- _Brief_:
Render the listing below as a two-column CSV with the header instruction,coordinates, giving one row for every instruction. Put the instruction's full text in one quoted field and all coordinate pairs that follow it in a second quoted field, replacing line breaks with spaces.
>> Begin Extracted data
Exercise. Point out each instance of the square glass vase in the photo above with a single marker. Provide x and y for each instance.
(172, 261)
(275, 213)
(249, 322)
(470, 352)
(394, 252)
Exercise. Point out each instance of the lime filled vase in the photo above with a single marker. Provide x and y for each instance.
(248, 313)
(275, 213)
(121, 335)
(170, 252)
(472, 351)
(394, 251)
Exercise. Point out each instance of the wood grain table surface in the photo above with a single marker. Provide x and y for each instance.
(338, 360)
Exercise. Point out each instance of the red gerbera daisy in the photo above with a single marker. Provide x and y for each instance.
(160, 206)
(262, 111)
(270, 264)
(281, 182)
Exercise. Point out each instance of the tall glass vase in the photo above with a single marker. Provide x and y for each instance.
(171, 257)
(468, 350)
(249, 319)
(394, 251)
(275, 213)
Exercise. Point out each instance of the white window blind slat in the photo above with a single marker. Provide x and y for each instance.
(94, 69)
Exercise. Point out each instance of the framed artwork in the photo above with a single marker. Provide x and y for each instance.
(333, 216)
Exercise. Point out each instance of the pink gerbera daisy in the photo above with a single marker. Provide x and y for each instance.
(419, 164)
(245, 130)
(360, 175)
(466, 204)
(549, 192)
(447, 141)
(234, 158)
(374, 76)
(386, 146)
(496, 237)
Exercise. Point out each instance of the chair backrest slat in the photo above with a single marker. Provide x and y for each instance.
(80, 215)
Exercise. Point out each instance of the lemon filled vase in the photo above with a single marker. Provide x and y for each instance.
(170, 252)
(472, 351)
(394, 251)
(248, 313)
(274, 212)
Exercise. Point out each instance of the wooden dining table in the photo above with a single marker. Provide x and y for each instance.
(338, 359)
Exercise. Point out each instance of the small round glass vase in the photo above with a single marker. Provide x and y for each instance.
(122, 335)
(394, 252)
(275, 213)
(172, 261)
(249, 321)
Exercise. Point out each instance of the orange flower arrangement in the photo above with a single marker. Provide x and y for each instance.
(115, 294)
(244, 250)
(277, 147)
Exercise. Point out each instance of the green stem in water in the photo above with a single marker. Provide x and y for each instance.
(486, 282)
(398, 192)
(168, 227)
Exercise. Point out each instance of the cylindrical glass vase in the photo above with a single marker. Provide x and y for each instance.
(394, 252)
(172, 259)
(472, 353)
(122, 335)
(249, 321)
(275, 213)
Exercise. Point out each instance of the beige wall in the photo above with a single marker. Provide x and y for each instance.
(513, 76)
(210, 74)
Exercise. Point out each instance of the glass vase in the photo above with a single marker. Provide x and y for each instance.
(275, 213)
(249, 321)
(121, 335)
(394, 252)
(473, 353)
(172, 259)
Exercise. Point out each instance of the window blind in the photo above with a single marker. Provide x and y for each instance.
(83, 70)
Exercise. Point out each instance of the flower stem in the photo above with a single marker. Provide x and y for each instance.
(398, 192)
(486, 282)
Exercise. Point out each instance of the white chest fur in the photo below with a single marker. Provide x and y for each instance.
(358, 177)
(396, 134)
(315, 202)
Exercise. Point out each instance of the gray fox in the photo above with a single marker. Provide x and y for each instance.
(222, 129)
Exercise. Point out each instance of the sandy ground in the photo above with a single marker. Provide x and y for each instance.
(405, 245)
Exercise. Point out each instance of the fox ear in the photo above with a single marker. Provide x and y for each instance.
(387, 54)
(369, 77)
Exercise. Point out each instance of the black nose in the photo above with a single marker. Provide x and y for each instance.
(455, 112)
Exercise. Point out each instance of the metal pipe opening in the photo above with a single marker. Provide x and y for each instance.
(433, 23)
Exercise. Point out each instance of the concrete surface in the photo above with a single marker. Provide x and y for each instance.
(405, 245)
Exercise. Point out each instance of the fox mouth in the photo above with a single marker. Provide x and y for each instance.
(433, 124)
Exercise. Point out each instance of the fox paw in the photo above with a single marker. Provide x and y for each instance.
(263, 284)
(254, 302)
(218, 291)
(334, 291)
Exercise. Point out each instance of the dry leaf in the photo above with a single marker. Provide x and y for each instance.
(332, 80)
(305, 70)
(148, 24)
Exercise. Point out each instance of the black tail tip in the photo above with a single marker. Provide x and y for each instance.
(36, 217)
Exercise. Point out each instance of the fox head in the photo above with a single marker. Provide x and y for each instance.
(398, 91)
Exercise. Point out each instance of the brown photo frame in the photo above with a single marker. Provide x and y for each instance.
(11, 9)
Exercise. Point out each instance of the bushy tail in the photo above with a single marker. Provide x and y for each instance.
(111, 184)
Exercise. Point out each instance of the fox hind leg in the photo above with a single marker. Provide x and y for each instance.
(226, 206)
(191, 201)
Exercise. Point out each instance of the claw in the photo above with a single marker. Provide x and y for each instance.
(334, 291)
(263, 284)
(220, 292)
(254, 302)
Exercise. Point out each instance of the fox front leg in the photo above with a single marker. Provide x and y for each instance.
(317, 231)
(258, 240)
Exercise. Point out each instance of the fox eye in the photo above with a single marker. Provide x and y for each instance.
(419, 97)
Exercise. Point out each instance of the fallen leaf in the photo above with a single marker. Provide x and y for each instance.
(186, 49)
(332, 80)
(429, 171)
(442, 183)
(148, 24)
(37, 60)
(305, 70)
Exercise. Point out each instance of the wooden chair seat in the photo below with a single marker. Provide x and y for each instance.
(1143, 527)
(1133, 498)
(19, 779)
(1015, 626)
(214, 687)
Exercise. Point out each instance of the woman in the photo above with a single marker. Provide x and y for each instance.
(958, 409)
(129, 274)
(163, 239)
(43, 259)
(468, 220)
>> End Extracted data
- _Exercise solution_:
instruction,coordinates
"Exercise. Point out each instance of the square glass vase in the photo above with a single marker. Provide x and y for each instance.","(172, 261) (275, 213) (249, 322) (470, 352) (394, 252)"
"Exercise. Point out each instance of the lime filled vase in the photo above with a single marker. Provide x and y for each instance.","(248, 313) (275, 213) (121, 335) (170, 252) (472, 351) (394, 251)"
"Exercise. Point out each instance of the wood grain table surface in the photo above with a single marker. Provide x and y for each instance.","(338, 360)"
"Exercise. Point out each instance of the red gerbera daisy in the photo above with a single marker. Provide x and y for each instance.","(160, 206) (262, 111) (270, 264) (281, 182)"
"Exercise. Point out each instance of the tall glass vase in the photo above with a single marker. Provide x and y for each instance.","(171, 257) (468, 350) (249, 319) (394, 251) (275, 213)"
"Exercise. Point out each instance of the white window blind slat in the photo above with a single marker. Provide x and y for each instance.","(94, 69)"
"Exercise. Point out each instance of the framed artwork in the photo above with a single marker. Provide x and y for each instance.","(333, 216)"
"Exercise. Point out each instance of the pink gerbera daisy in the photo above with a single marker. Provide x and y for each instance.","(419, 164) (245, 130) (360, 175) (466, 204) (549, 192) (447, 141) (234, 158) (374, 76) (386, 146) (496, 237)"
"Exercise. Point out each instance of the chair backrest slat in the photo above with a single marker. Provide x and y for each instance.","(80, 215)"
"Exercise. Point out each instance of the lemon filled vase in the photo above with a single marker. Provide x and y for each instance.","(170, 252) (472, 351) (394, 251) (248, 313) (274, 212)"
"Exercise. Point out each instance of the wooden dining table in the photo above with a single marker. Provide x and y for each instance.","(338, 359)"
"Exercise. Point out each instance of the small round glass vase in the photo above with a single marker. Provide x and y for each instance.","(122, 335) (394, 252) (275, 213) (172, 261) (249, 321)"
"Exercise. Point out each instance of the orange flower arrangement in the photo above with a single marker. Provide x and y for each instance.","(115, 294) (244, 250) (277, 147)"
"Exercise. Point out each instance of the green stem in water in the photo above with a single marker. Provide x and y for each instance.","(486, 282) (398, 192) (168, 227)"
"Exercise. Point out each instance of the cylindrical glass vase in the photo above with a single marker. Provide x and y for each instance.","(394, 252) (172, 259) (472, 353) (122, 335) (249, 321) (275, 213)"
"Exercise. Point out each instance of the beige wall in the photo above with a single marker. Provide x and y for each instance.","(513, 76) (210, 74)"
"Exercise. Point out each instance of the glass vase in the photo above with a single marker. Provide x and y for each instance.","(275, 213) (249, 321) (121, 335) (394, 252) (473, 353) (172, 259)"
"Exercise. Point out each instance of the window blind in the photo above with a single marker. Provide x and y for each instance.","(83, 70)"
"Exercise. Point out each instance of the flower stem in the photo above with a single marker. Provide x and y for each instance.","(398, 192) (486, 282)"
"Exercise. Point out each instance of the white chest fur in the photo below with a single marker. Provide x and y for each instance.","(358, 177) (396, 134) (315, 202)"
"Exercise. Point out each instance of the gray fox in the photo above with a single marker. Provide x and y for each instance.","(222, 129)"
"Exercise. Point out each instance of the sandy ground in the photo above with a single marker. Provide x and y for each instance.","(405, 245)"
"Exercise. Point out each instance of the fox ear in the photo above with a single marker. Provide x and y for each instance.","(387, 54) (369, 77)"
"Exercise. Point out each instance of the black nose in the photo above with a single marker. Provide x and y for each instance.","(455, 112)"
"Exercise. Point out each instance of the metal pipe opening in the photo above with a single marker. Provide x and y for each instance.","(433, 23)"
"Exercise. Point out each instance of the concrete surface in the photo above with a single marker. Provide x and y for each instance.","(405, 245)"
"Exercise. Point out each instance of the fox mouth in the photo above with a single marker. Provide x and y for each instance.","(433, 124)"
"Exercise. Point out each instance of the fox paw in the photo above with a single marker. Provide x and y for each instance.","(263, 284) (254, 302) (218, 291) (334, 291)"
"Exercise. Point out each instance of the dry leaf in the photo above with a single marker. Provide x and y for each instance.","(332, 80) (305, 70) (148, 24)"
"Exercise. Point out each instance of the black tail tip in the photo above with a single marker. Provide x and y for each instance.","(36, 217)"
"Exercise. Point out each instance of the fox head in the photo above with a single marker. Provide x and y for each instance.","(398, 91)"
"Exercise. Point out each instance of the brown photo frame in the photo above with a single marker. Provide x and y for each instance.","(11, 9)"
"Exercise. Point out each instance of the bushy tail in the photo above with a single marker. Provide x and y for each instance.","(111, 184)"
"Exercise. Point out each instance of the fox hind leg in the photo above with a single marker. Provide x and y for each instance.","(226, 206) (191, 201)"
"Exercise. Point out each instance of the claw in the photo above with a single marker. Provide x and y for each instance.","(334, 291) (263, 284) (220, 292) (254, 302)"
"Exercise. Point out each instance of the fox front leg in the photo above with a single marker. Provide x and y for each instance.","(317, 231) (258, 240)"
"Exercise. Point out each instance of the fox eye in the photo above with a single marker. Provide x and y for each instance.","(419, 97)"
"Exercise. Point out each instance of the fallen leaf in the photo above with a single marker. Provide x and y for each instance.","(186, 49) (332, 80) (429, 171) (442, 183) (148, 24) (37, 60) (305, 70)"
"Exercise. Point out each instance of the wooden chair seat in the photo below with a single marker. Provide x and y for each instance.","(1143, 527) (1133, 498) (19, 779) (1015, 626) (214, 687)"
"Exercise. Point out each instance of the woman in the photo above with a single marker. Provide x and y for each instance.","(958, 409) (129, 274) (163, 239) (43, 259) (468, 220)"